PROBLEM → Only one stretch of the data is wanted: the line containing "Target: cyclist's leg", the line containing "Expected: one point per instance of the distant", and every line between them, copied exactly.
(Beginning of INFORMATION SHOWN)
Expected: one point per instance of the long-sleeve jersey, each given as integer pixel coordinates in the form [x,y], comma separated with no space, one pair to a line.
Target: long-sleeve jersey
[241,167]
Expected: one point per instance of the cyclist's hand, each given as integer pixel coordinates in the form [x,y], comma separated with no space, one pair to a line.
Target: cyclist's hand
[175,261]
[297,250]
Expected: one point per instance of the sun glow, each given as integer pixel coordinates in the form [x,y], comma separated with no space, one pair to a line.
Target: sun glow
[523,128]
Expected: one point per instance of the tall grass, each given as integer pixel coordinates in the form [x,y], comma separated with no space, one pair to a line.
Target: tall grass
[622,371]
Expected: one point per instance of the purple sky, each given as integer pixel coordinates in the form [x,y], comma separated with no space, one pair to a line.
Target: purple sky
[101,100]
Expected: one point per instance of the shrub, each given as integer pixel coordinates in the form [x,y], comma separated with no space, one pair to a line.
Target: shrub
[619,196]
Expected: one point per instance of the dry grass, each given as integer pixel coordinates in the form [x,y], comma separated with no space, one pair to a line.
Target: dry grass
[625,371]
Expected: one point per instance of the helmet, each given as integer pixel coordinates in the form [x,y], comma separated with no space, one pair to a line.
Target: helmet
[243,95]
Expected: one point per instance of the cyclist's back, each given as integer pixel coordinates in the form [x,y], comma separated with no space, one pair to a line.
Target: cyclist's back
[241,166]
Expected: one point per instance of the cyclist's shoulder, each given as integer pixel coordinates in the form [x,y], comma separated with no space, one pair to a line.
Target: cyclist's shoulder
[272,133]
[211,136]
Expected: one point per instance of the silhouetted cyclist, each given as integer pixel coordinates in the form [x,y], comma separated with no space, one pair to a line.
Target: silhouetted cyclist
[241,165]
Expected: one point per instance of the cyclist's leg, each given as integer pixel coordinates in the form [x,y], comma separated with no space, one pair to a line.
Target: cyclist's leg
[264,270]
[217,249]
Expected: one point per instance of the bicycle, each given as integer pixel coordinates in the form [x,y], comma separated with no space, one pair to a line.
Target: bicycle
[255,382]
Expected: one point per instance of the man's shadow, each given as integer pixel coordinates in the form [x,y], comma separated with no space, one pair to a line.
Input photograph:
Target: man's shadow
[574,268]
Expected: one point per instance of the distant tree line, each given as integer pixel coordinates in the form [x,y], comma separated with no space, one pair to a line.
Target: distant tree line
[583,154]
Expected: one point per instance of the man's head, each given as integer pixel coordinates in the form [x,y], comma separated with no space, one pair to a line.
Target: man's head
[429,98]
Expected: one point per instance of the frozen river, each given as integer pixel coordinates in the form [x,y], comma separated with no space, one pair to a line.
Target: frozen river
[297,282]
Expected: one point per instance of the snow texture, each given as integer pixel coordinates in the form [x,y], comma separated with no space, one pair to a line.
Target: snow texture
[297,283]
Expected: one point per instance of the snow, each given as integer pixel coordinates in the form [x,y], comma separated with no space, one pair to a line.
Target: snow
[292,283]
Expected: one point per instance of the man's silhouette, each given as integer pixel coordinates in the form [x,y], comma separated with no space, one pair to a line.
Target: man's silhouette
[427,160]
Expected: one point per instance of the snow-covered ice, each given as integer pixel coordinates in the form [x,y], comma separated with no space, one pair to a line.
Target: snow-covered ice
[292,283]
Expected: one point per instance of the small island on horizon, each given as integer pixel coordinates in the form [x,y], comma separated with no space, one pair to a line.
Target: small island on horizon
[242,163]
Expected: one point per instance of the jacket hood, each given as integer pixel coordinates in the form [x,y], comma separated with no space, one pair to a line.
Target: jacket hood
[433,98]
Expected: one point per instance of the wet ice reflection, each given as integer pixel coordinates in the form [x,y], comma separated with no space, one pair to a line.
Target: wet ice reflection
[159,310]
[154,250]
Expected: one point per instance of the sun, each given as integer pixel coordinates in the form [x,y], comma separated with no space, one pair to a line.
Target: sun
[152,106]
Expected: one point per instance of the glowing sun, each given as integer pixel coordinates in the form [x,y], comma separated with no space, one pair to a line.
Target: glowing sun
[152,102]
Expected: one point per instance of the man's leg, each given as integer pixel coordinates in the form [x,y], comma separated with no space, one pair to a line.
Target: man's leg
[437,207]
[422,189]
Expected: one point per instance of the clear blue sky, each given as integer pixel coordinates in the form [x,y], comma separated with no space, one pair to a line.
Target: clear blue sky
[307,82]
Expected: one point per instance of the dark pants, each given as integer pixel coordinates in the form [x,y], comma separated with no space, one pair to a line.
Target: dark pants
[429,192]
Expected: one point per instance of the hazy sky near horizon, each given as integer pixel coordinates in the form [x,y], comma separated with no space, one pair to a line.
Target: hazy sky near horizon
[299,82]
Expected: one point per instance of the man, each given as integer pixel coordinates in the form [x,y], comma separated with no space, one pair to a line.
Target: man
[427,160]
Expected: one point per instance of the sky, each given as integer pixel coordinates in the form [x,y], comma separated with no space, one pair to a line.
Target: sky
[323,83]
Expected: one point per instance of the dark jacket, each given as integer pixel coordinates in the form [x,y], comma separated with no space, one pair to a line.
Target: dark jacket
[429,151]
(End of INFORMATION SHOWN)
(Beginning of INFORMATION SHOWN)
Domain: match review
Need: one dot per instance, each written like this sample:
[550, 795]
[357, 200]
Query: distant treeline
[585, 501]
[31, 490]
(End of INFORMATION SHOWN)
RESPONSE TO THE EXERCISE →
Target: cyclist's leg
[264,270]
[217,249]
Expected: one point per instance of the bicycle, each given as integer pixel coordinates in the form [x,y], comma separated with no space, one pair to a line.
Target: bicycle
[255,382]
Expected: one point per instance of the man's shadow, each given as integer pixel coordinates in the form [x,y], comma separated with no space, one pair to a line.
Input photograph:
Target: man's shadow
[574,268]
Expected: one point per instance of the distant tree line, each given as integer pixel coordinates in the form [x,y], comma separated with no space, one pair to a line.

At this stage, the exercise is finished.